▶ [Task brief]: Render as a Markdown table the lines of the data below, starting with the line that contains "Note: pick out each instance of the man's arm" and going on through the line that contains "(1044, 315)", leaving out blank lines. Use the columns Index, holding each row's number, and Entry, holding the line itself.
start
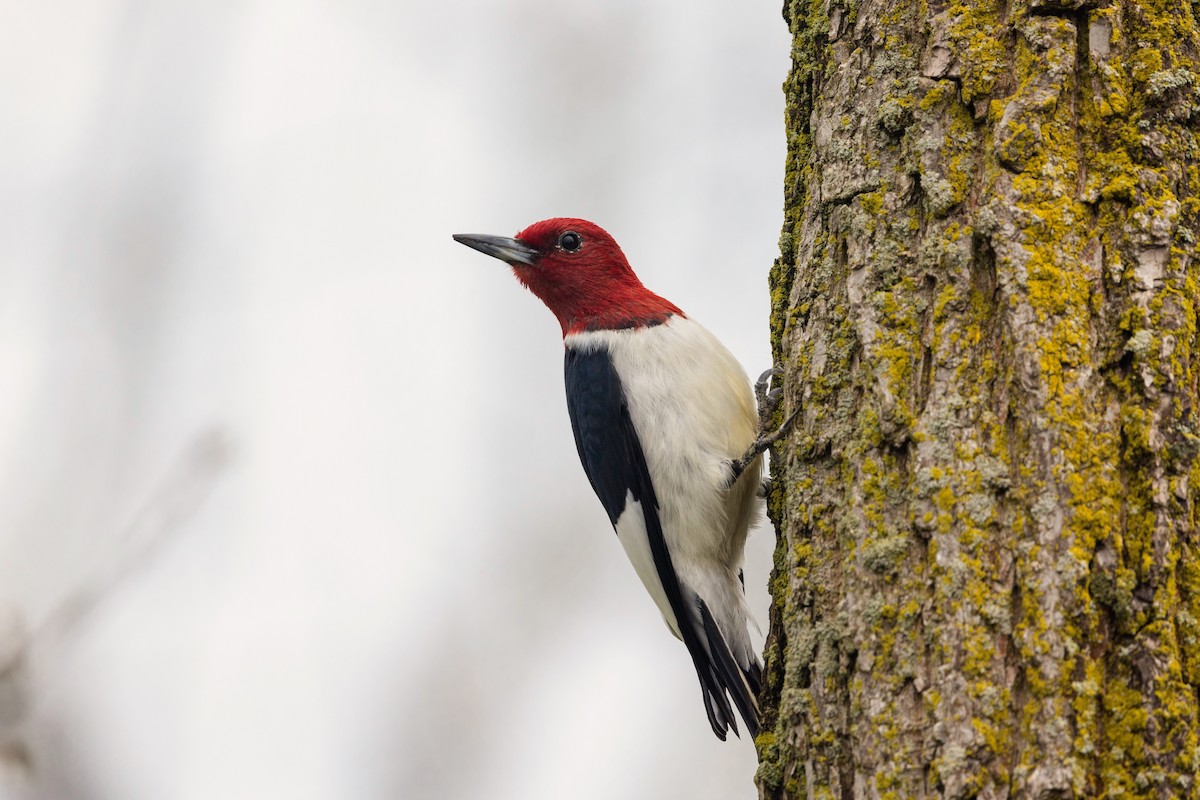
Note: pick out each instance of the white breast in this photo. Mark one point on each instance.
(694, 411)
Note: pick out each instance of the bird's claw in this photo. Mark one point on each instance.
(763, 383)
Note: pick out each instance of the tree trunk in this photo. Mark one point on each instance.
(988, 573)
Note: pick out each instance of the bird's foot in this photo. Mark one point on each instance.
(768, 403)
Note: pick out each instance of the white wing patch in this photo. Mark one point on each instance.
(631, 535)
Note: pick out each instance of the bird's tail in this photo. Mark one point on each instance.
(721, 677)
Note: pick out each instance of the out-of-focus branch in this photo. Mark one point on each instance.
(181, 492)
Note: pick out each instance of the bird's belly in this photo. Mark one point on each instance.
(633, 536)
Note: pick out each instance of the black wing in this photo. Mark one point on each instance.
(616, 467)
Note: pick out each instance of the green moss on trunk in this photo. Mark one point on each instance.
(988, 579)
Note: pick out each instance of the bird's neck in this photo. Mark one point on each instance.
(595, 305)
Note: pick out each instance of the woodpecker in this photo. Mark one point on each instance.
(667, 431)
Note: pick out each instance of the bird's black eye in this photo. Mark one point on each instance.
(570, 241)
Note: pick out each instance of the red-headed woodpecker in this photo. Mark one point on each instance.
(666, 427)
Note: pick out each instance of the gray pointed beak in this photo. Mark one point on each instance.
(502, 247)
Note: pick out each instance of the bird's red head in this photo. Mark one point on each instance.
(580, 272)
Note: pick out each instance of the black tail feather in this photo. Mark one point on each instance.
(741, 685)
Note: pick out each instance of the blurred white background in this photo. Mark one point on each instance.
(289, 501)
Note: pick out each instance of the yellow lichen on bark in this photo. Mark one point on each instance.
(988, 578)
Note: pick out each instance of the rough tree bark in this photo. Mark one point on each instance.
(988, 575)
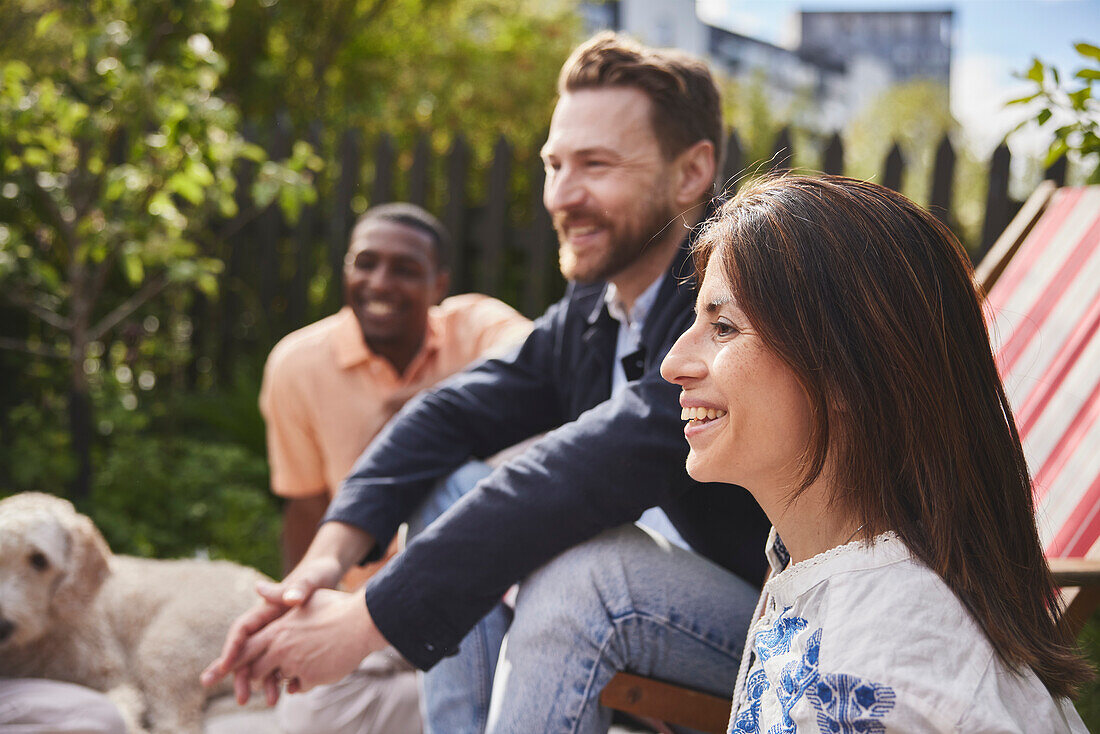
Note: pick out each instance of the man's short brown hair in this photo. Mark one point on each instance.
(685, 102)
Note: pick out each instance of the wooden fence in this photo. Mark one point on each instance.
(497, 250)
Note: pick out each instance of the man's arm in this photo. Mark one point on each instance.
(597, 472)
(474, 414)
(300, 518)
(334, 549)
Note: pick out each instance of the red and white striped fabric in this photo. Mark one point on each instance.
(1044, 315)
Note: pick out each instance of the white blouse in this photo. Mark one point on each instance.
(866, 638)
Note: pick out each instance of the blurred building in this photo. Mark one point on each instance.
(843, 61)
(912, 44)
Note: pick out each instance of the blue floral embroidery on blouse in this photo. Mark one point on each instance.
(845, 704)
(748, 720)
(777, 641)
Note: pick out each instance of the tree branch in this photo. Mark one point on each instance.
(19, 346)
(152, 287)
(35, 309)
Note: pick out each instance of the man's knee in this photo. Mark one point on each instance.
(446, 493)
(381, 696)
(50, 705)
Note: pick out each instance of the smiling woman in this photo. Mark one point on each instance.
(839, 370)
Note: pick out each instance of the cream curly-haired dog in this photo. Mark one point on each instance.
(136, 628)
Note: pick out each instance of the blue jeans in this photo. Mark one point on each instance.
(626, 600)
(455, 692)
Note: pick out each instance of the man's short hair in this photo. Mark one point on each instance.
(417, 218)
(686, 107)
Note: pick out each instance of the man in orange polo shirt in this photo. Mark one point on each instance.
(329, 387)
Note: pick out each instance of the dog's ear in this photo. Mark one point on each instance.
(86, 569)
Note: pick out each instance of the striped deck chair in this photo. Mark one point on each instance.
(1043, 305)
(1043, 280)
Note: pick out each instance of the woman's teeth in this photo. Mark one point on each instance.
(701, 415)
(378, 309)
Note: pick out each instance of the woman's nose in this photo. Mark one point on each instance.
(682, 364)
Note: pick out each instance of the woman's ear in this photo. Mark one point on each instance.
(694, 174)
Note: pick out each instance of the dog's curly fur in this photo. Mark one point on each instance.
(136, 628)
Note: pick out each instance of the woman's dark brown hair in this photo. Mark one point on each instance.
(870, 300)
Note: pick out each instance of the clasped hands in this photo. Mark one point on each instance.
(300, 633)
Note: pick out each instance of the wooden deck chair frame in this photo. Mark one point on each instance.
(1079, 578)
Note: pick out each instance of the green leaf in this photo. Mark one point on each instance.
(1021, 100)
(132, 267)
(187, 187)
(1057, 150)
(45, 22)
(1079, 98)
(1088, 50)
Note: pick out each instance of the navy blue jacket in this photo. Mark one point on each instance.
(601, 464)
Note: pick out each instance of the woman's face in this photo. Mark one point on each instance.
(748, 416)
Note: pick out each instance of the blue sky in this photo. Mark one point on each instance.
(992, 40)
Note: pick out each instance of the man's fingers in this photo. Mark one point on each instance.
(242, 685)
(289, 593)
(245, 625)
(271, 592)
(272, 688)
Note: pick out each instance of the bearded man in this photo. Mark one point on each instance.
(630, 161)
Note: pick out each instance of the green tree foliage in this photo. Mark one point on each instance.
(117, 152)
(483, 67)
(916, 116)
(1069, 109)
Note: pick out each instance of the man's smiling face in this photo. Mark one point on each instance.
(392, 278)
(607, 182)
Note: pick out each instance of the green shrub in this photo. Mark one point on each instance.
(1088, 704)
(166, 497)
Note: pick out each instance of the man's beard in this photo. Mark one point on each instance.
(626, 243)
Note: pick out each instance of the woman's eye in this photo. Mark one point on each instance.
(723, 329)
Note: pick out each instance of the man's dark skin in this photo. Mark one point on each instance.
(392, 278)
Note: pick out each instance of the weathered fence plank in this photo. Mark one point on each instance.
(833, 160)
(943, 179)
(781, 151)
(997, 200)
(733, 164)
(384, 159)
(454, 211)
(893, 167)
(494, 232)
(418, 173)
(342, 219)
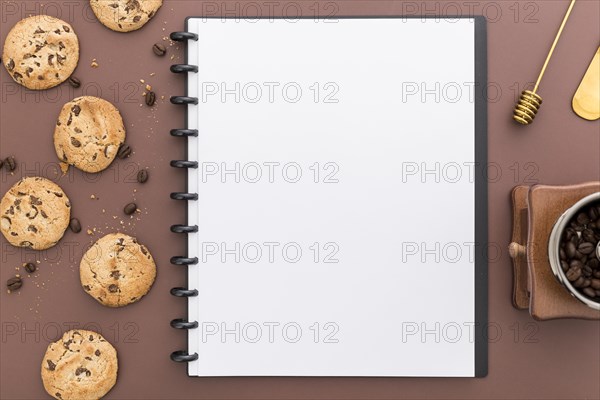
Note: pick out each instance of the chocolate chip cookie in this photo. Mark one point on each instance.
(80, 365)
(125, 15)
(41, 52)
(34, 213)
(117, 270)
(88, 133)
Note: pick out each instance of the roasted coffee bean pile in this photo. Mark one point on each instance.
(578, 257)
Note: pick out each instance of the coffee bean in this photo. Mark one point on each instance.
(159, 49)
(75, 82)
(30, 268)
(75, 225)
(150, 98)
(589, 292)
(143, 176)
(130, 208)
(14, 283)
(11, 164)
(124, 151)
(586, 282)
(582, 218)
(573, 274)
(586, 248)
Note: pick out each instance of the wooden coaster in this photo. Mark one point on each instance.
(543, 205)
(518, 253)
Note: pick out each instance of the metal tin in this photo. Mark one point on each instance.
(554, 248)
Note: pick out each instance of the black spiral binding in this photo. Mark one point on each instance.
(180, 323)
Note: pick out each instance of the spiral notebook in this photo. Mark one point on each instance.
(337, 215)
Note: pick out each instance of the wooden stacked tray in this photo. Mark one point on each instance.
(535, 210)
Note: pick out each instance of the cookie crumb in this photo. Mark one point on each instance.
(64, 168)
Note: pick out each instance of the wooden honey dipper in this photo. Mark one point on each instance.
(530, 102)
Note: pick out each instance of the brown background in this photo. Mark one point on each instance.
(527, 359)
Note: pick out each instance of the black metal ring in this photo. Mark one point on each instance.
(183, 356)
(184, 260)
(184, 228)
(182, 36)
(184, 196)
(183, 292)
(184, 100)
(181, 323)
(184, 132)
(184, 164)
(181, 68)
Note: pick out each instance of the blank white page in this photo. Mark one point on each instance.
(336, 197)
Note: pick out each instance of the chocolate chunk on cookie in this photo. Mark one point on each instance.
(80, 365)
(117, 270)
(88, 133)
(34, 213)
(125, 15)
(41, 52)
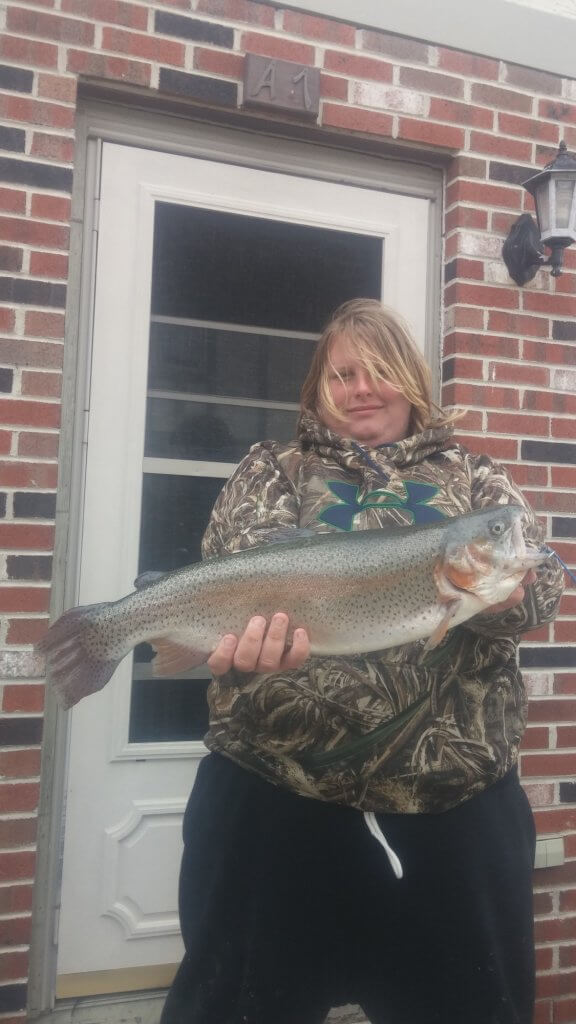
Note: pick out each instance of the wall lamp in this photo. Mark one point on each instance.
(554, 198)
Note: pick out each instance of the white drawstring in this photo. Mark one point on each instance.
(378, 835)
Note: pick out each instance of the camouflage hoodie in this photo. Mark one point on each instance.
(384, 731)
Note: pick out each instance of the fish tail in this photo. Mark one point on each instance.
(76, 655)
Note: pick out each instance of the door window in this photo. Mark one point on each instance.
(237, 305)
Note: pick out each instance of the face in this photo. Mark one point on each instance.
(373, 413)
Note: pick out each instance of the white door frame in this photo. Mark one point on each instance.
(97, 123)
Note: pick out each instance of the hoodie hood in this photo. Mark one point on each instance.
(409, 452)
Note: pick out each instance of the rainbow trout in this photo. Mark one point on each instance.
(354, 592)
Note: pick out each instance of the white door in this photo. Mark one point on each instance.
(212, 282)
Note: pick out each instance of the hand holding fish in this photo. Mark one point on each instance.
(260, 648)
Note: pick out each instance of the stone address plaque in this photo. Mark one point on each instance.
(281, 85)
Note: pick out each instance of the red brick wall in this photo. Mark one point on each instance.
(509, 354)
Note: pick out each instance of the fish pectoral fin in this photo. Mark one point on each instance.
(173, 655)
(443, 627)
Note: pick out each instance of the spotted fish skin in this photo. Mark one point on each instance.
(354, 593)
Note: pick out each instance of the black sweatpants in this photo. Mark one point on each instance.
(289, 907)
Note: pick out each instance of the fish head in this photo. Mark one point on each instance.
(487, 555)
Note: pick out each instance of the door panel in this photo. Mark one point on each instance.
(212, 282)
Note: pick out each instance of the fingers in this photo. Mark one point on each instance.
(221, 658)
(259, 648)
(298, 652)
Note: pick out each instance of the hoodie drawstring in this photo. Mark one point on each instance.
(378, 835)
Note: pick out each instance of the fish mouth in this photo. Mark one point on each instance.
(525, 556)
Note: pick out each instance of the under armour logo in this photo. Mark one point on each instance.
(415, 502)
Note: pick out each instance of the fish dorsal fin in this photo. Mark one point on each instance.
(148, 579)
(289, 535)
(173, 655)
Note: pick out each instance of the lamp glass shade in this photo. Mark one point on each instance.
(564, 202)
(542, 203)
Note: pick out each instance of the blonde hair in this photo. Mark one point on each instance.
(383, 345)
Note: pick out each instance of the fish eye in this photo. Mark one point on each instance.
(498, 527)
end
▶ [Full solution]:
| Index | Entry |
|---|---|
| 1 | Note: pick out each instance of the man's arm in this photo. Mark one point on each instance. |
| 2 | (597, 472) |
| 3 | (474, 414) |
| 4 | (300, 518) |
| 5 | (334, 549) |
| 6 | Note: pick out each instance of the red and white striped fabric in this photo. Mark one point on each instance. |
| 7 | (1044, 315) |